> RAW RECORDS:
+ + +
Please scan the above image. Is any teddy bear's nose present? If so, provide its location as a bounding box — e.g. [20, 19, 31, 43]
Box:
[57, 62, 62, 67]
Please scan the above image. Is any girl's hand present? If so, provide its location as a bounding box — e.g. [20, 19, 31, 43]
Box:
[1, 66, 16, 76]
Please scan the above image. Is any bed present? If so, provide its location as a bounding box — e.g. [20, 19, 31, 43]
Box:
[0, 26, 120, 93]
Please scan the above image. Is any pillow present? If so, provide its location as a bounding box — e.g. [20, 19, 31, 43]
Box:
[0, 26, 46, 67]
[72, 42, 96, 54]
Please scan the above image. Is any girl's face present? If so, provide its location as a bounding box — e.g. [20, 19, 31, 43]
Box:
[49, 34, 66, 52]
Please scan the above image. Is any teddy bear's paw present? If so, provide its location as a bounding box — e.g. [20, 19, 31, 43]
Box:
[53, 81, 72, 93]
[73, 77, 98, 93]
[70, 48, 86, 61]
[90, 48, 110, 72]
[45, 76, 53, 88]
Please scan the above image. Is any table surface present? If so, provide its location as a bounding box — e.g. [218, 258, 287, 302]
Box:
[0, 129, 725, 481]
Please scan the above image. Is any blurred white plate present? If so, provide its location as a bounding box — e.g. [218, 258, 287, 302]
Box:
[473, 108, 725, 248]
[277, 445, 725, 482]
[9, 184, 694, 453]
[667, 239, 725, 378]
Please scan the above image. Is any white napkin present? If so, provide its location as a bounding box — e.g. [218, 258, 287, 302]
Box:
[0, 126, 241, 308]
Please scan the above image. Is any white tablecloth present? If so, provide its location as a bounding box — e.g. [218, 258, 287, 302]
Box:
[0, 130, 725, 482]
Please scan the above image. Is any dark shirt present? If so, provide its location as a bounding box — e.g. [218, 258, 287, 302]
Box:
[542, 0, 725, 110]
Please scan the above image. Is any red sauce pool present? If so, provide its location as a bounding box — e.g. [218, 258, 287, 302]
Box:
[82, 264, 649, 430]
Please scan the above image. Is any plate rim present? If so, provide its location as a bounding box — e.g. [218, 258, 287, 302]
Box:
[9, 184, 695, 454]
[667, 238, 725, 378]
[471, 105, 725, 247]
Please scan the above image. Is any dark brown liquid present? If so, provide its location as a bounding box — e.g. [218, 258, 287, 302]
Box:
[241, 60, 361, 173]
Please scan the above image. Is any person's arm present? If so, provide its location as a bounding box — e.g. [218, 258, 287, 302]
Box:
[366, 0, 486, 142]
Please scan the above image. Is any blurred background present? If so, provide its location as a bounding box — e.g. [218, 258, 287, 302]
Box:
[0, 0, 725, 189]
+ + +
Update every entry above by changing "scan" to "examine". Keep everything else the same.

Please examine the above image. Is any teddy bear's nose present? If so, provide its location as a bounding box — e.g. [20, 19, 31, 43]
Box:
[57, 62, 62, 67]
Please examine the above image. Is any girl's hand present? If so, provide its location as a bounding box — e.g. [20, 19, 31, 43]
Box:
[1, 66, 16, 76]
Please examine the above image. Is any bed present? If so, provide its location as a bounding box — e.g. [20, 19, 31, 43]
Box:
[0, 26, 120, 93]
Please examine the above image. Is any pillow present? If so, provide its location as a bounding box — e.g. [20, 19, 31, 43]
Box:
[0, 26, 46, 67]
[72, 42, 96, 54]
Please examine the above image. Is any girl's face present? If so, provide its location as a bounding box — e.g. [20, 19, 31, 43]
Box:
[49, 34, 66, 52]
Please examine the above image. Is any teddy bear's paw present? If so, provide its location as a bounding box — e.g. [20, 19, 31, 43]
Box:
[53, 81, 72, 93]
[73, 77, 98, 93]
[70, 48, 86, 61]
[90, 48, 110, 72]
[45, 76, 53, 88]
Please examine the above image. Is any table surface present? If so, provide its location as a bounding box — e.g. [218, 258, 287, 302]
Box:
[0, 129, 725, 481]
Please examine the above image. Is any blurred white plate present? If so, provide its location as a bounding box — e.g. [218, 258, 287, 302]
Box:
[473, 108, 725, 248]
[277, 445, 725, 482]
[9, 184, 694, 453]
[667, 239, 725, 378]
Please examine the above image. Is any white napkin present? If so, provide its location as a bounding box — e.g. [218, 258, 287, 302]
Box:
[0, 126, 241, 308]
Please examine the above image. Is any white tablecloth present? If so, provide its location as a bounding box — e.g. [218, 258, 287, 302]
Box:
[0, 130, 725, 482]
Please examine the above image. Is any dark shirt present? If so, provide its location as a bounding box — e.g. [218, 258, 287, 302]
Box:
[542, 0, 725, 110]
Please examine the above image. Is any red sauce pool present? If so, provide its location as a bounding box — e.g. [218, 258, 287, 302]
Box:
[82, 264, 649, 430]
Please examine the above image. Is any plate rim present? If so, provide its location as a bounding box — e.g. [218, 258, 287, 302]
Box:
[9, 184, 695, 454]
[667, 238, 725, 378]
[471, 105, 725, 247]
Please examine the above image. Is any dark brown liquid present? If so, provide its location as a bounding box — e.g. [218, 258, 287, 302]
Box:
[241, 60, 361, 173]
Please examine the above image. Is any person's arm present? If so, provide its location as a bounding box — e.g. [218, 258, 287, 302]
Box:
[366, 0, 486, 142]
Please examine the above image. Is any blurred background present? If so, provide its location as a bounding box — e.g. [218, 258, 287, 302]
Box:
[0, 0, 725, 189]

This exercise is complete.